+++ TEXT SHOWN +++
Announcer 2: Powered by Learning is brought to you by d'Vinci Interactive. For more than 25 years, d'Vinci has provided custom learning solutions to government agencies, corporations, medical education and certification organizations, and educational content providers. We collaborate with our clients to bring order and clarity to content and technology. Learn more at dvinci.com.

Susan: Hello and welcome to Powered by Learning. I'm your host, Susan Cort. With me is d'Vinci CEO, Luke Kempski. Today, we are going to talk with Michael Friis-Jensen, Manager, Digital Training at Discovery, joining us today from Knoxville, Tennessee. It's hard to imagine that listeners aren't familiar with the global entertainment company Discovery. We're going to learn more about how Discovery trains its sales force by talking with our guest. Welcome, Michael.

Luke: Great to have you here, Michael.

Michael Friis-Jensen: Hi, Susan. Hey, Luke. Thanks for having me.

Susan: Michael, start off by telling us a little bit about your background and your current role at Discovery.

Michael: Sure. I've been pretty fortunate to have grown-up all over the world. My dad worked for the Danish Foreign Ministry. I was lucky to live in places like Thailand, Egypt and of course Denmark and now, here in the US. As far as my professional background, I went to the University of Tennessee, graduated and then worked for a few different companies, Apple, a local newspaper, and then moved on to Scripps Networks, which was acquired by Discovery. Then I worked my way up through Discovery from being a Digital Campaign Specialist to working on the Revenue and Pricing team and then now on to the Digital Training team.

Luke: Oh, that's such an interesting background. You've lived in different parts of the world. You have a background in advertising and marketing that you don't see much in people who are leading training and learning initiatives. How does your background influence your approach to managing and developing training at Discovery?

Michael: Well, I'd say that, I mean I've always worked in advertising, I still work in advertising. It's not just training across all of Discovery's training within digital advertising. Actually being an expert and coming from, actually doing the job that I'm training, has certainly helped a lot. And also exposure, I mean, just the background of living in so many different places and working with so many different cultures and peoples, it has really given me a great deal of perspective when it comes to training because everybody's different. Everybody learns differently.

Luke: Talk a little about the training that you do and the primary audience that you do it for.
+++
▶ [REQUIRED WORK] Copy the podcast transcript from "Announcer 2: Powered" to "you here, Michael.", but rename "sales force" to "sales team". You can ignore the dataset entries.
+++ SUPPLIED MATERIAL +++
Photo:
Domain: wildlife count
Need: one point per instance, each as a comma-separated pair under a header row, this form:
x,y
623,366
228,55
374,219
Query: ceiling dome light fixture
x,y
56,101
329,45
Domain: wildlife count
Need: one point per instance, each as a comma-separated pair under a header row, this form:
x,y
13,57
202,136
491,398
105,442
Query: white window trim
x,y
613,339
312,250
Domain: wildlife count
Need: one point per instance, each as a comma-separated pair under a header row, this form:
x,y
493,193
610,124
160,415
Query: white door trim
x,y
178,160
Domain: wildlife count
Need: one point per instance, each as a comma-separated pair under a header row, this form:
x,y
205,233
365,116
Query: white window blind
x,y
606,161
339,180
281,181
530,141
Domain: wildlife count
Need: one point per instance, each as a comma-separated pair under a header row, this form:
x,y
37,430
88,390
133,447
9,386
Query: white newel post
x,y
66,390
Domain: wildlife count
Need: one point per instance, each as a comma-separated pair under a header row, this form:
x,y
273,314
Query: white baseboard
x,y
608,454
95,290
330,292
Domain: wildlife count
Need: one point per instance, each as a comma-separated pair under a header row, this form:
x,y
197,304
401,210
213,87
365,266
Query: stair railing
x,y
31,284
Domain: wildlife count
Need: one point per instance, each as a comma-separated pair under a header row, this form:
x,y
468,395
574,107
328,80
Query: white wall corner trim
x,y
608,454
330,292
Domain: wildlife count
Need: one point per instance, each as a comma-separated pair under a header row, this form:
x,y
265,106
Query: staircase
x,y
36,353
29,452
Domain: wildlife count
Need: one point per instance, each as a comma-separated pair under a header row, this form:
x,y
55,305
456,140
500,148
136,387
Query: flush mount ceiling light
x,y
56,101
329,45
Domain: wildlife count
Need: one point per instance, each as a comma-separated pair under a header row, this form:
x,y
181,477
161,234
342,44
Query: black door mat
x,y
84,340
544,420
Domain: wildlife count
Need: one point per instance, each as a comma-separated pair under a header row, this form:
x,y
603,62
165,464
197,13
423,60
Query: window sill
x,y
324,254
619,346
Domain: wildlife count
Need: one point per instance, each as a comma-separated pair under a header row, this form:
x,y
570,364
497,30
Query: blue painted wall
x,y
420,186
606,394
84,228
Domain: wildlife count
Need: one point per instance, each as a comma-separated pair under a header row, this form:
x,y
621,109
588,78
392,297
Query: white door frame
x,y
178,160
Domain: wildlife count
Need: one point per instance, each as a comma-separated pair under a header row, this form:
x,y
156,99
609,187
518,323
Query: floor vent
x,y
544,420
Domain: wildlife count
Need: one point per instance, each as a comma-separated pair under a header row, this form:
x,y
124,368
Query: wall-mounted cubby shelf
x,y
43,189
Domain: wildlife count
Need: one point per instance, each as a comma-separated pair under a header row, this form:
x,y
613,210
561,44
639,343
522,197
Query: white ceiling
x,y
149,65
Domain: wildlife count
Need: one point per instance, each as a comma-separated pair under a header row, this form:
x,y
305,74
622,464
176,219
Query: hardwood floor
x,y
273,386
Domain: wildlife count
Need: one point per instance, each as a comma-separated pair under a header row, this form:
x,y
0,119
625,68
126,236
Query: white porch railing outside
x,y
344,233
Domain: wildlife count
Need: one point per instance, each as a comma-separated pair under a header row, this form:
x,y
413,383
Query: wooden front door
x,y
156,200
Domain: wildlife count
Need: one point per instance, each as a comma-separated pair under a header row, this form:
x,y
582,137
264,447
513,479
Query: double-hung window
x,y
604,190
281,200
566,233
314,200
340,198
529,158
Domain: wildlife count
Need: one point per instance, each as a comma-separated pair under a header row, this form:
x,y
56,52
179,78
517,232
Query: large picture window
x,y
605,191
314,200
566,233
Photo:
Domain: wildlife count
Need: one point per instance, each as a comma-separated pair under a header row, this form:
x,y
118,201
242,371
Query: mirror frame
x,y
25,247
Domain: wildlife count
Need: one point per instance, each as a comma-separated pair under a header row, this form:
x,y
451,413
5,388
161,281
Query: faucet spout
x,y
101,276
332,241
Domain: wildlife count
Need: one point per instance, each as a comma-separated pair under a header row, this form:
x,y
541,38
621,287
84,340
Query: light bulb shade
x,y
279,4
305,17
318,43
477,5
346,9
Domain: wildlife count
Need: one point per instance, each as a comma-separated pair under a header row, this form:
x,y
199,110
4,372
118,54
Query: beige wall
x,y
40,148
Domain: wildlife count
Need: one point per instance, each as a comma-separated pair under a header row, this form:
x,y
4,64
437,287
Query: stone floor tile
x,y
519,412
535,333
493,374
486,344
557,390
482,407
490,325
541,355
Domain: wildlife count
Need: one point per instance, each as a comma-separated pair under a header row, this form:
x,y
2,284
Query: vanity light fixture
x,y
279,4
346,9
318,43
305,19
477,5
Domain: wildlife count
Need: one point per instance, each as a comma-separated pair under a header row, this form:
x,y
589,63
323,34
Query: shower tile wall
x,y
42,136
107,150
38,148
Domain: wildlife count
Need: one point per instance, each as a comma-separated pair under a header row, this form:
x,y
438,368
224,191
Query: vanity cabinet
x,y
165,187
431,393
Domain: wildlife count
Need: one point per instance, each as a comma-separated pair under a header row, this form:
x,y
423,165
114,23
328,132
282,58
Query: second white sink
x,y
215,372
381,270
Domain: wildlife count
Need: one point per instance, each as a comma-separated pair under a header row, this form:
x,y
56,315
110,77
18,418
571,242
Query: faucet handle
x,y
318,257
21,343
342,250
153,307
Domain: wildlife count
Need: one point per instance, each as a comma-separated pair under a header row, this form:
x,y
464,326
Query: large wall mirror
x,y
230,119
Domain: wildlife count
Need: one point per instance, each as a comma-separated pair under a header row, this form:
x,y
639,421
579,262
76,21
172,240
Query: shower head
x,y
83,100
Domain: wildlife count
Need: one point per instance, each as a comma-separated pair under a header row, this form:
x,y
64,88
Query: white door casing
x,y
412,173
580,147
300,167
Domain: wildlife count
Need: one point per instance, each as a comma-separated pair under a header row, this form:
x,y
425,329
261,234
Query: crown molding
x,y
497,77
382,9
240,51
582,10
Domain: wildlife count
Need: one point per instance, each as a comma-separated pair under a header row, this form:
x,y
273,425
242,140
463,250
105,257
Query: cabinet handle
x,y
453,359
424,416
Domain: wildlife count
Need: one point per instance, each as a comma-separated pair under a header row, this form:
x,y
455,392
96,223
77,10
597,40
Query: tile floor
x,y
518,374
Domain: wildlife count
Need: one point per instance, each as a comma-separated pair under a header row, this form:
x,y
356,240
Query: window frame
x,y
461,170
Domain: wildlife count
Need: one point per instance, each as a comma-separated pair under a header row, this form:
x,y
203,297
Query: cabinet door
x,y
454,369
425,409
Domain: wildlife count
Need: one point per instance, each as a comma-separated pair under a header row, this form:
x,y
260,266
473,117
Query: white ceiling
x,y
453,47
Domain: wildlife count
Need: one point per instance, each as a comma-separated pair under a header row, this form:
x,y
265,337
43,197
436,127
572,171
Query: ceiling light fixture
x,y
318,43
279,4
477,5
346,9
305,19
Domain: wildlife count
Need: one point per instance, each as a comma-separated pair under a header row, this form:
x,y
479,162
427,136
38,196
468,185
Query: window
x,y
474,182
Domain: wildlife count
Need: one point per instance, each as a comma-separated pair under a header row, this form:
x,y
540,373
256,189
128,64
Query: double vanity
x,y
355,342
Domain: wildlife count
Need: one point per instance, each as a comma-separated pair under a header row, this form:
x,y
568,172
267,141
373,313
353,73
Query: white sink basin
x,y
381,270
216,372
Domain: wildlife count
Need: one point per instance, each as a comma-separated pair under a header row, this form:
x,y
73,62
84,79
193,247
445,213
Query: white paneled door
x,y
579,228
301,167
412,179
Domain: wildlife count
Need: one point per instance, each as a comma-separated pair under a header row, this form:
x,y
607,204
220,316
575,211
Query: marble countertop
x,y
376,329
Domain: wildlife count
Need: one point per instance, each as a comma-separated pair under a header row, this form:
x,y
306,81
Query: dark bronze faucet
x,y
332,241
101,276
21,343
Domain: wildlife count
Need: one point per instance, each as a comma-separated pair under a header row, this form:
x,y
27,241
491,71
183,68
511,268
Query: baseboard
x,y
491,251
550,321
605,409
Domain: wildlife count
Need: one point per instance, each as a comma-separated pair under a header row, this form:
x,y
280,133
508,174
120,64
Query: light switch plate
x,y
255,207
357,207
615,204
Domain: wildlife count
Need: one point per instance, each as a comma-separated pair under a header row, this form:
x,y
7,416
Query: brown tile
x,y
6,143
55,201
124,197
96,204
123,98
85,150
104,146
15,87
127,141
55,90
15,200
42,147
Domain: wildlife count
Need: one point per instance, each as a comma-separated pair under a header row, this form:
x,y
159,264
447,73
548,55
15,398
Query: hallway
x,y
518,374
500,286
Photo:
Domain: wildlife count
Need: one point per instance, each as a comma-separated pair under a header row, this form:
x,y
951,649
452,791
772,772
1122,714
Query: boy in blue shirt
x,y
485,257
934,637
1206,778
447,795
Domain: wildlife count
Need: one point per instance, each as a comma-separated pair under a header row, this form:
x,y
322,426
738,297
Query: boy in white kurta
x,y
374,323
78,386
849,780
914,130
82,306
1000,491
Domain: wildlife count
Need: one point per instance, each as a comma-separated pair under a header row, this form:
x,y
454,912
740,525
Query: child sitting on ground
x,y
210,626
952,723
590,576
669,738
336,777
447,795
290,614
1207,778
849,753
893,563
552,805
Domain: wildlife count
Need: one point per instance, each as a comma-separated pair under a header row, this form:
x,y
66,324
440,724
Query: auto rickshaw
+++
▶ [EXERCISE RESPONSE]
Announcer 2: Powered by Learning is brought to you by d'Vinci Interactive. For more than 25 years, d'Vinci has provided custom learning solutions to government agencies, corporations, medical education and certification organizations, and educational content providers. We collaborate with our clients to bring order and clarity to content and technology. Learn more at dvinci.com.

Susan: Hello and welcome to Powered by Learning. I'm your host, Susan Cort. With me is d'Vinci CEO, Luke Kempski. Today, we are going to talk with Michael Friis-Jensen, Manager, Digital Training at Discovery, joining us today from Knoxville, Tennessee. It's hard to imagine that listeners aren't familiar with the global entertainment company Discovery. We're going to learn more about how Discovery trains its sales team by talking with our guest. Welcome, Michael.

Luke: Great to have you here, Michael.